- [Problem]:
In the records below, take the lines from the one with "Would you mind marking the dark" up to and including the one with "(1028, 249)", and give them again with "railway crossing sign" swapped for "level crossing sign". Leave everything else unchanged.

▶

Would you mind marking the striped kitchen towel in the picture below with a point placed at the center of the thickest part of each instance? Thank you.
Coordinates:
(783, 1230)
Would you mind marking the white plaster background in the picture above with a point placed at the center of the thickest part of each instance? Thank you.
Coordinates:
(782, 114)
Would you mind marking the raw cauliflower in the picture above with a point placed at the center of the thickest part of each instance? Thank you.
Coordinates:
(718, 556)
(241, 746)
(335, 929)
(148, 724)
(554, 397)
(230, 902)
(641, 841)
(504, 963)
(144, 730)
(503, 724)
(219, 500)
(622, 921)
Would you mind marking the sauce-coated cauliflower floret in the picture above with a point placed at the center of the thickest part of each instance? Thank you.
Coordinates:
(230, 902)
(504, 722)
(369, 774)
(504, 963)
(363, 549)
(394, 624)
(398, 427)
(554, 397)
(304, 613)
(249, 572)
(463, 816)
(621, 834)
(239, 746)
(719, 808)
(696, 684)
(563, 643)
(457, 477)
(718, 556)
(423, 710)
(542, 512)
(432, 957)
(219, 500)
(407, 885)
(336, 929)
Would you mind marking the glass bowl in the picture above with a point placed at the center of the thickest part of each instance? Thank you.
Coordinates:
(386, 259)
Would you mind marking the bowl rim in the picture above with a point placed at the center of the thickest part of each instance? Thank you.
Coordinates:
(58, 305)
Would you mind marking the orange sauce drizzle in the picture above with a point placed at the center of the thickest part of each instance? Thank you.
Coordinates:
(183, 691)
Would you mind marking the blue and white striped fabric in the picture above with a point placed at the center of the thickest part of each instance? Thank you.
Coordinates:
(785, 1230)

◀
▶

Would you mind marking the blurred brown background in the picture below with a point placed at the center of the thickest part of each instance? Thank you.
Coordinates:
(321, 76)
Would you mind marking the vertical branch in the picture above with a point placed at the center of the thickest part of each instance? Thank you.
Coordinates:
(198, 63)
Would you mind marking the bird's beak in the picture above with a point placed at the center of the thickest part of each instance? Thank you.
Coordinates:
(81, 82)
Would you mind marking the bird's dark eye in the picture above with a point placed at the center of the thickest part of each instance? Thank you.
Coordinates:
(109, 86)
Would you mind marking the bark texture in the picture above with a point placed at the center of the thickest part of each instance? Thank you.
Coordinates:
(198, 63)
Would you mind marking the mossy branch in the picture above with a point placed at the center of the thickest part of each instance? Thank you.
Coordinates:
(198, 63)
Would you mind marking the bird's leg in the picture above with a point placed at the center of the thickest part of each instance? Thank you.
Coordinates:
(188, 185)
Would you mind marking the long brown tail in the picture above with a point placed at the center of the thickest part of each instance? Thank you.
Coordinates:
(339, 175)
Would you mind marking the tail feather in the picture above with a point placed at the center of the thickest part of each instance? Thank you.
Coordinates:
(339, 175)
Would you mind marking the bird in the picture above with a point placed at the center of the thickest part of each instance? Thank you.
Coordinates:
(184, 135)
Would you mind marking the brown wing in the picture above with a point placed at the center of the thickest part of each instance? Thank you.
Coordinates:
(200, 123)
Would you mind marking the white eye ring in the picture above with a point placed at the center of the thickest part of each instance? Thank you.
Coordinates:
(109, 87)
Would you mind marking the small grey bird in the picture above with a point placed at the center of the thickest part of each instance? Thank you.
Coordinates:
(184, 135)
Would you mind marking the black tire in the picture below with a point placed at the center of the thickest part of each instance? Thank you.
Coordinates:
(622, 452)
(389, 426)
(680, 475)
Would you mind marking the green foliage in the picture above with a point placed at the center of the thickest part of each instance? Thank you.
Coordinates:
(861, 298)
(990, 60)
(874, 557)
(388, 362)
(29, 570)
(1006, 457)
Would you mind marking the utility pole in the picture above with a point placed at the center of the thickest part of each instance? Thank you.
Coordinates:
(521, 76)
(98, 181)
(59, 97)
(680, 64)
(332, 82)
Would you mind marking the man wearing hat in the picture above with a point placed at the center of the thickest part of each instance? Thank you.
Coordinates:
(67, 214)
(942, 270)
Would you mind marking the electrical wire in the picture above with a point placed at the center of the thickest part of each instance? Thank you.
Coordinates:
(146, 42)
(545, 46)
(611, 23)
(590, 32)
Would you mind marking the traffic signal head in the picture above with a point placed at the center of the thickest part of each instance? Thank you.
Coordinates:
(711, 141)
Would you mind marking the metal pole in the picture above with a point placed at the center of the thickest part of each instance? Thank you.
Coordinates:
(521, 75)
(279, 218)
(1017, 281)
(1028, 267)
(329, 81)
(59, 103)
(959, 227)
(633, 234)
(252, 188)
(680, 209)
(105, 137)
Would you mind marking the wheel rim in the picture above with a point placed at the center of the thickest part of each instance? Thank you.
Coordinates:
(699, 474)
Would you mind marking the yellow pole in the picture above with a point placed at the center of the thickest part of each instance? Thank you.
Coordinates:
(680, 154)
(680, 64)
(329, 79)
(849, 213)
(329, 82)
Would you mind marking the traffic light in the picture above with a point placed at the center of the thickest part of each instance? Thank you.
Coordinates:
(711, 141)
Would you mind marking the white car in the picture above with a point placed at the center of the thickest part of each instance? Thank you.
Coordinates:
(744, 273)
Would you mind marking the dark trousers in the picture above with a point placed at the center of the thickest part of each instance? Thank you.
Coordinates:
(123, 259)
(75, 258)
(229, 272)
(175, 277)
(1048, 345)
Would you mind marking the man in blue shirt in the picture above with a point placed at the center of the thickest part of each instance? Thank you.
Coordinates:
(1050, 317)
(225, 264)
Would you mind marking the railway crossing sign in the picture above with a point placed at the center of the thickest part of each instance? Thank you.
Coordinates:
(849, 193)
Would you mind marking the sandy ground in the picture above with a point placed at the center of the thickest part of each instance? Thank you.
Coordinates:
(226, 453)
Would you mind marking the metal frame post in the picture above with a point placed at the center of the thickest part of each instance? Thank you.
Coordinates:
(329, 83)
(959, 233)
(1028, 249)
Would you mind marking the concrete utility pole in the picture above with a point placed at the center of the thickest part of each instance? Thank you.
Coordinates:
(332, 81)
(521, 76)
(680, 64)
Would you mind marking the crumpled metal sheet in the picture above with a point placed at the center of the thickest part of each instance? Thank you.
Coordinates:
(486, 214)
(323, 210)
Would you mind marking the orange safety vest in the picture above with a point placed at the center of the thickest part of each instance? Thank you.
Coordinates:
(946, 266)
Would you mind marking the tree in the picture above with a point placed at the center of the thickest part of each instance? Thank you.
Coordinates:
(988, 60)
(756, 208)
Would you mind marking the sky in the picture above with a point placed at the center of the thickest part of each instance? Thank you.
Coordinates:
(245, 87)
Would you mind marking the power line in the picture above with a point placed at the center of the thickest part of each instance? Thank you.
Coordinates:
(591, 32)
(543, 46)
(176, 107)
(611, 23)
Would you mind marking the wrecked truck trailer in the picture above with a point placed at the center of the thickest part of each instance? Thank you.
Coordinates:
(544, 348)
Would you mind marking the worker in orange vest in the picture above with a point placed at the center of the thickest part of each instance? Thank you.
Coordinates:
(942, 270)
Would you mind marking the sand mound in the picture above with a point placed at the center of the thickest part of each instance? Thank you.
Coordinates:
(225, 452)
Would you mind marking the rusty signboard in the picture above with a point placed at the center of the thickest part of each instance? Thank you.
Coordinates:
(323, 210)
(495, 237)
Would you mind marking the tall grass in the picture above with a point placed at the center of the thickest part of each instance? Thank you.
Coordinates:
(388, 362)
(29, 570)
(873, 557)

◀

- [Result of this task]:
Would you mind marking the dark trousers in the picture above with a point placed at the center of the thickest part of each instance? Thank you.
Coordinates:
(123, 259)
(75, 258)
(229, 272)
(175, 277)
(1048, 345)
Would you mind marking the man in blue shirt in the picture above with a point placed at the center of the thickest part of each instance? Thank you.
Coordinates:
(1050, 317)
(225, 264)
Would you mind marking the level crossing sign in the picture above with a point placed at the center of the thickest part of each instance? Thank you.
Coordinates:
(849, 193)
Would you mind marking the sandy ground in the picture above with a point placed at the center of the thickest part of each instance? Thank you.
Coordinates:
(226, 453)
Would you mind marking the metal frame post in the picture above with a point placed at the center of the thickest part of each instance? Thank you.
Coordinates:
(329, 83)
(959, 233)
(1028, 249)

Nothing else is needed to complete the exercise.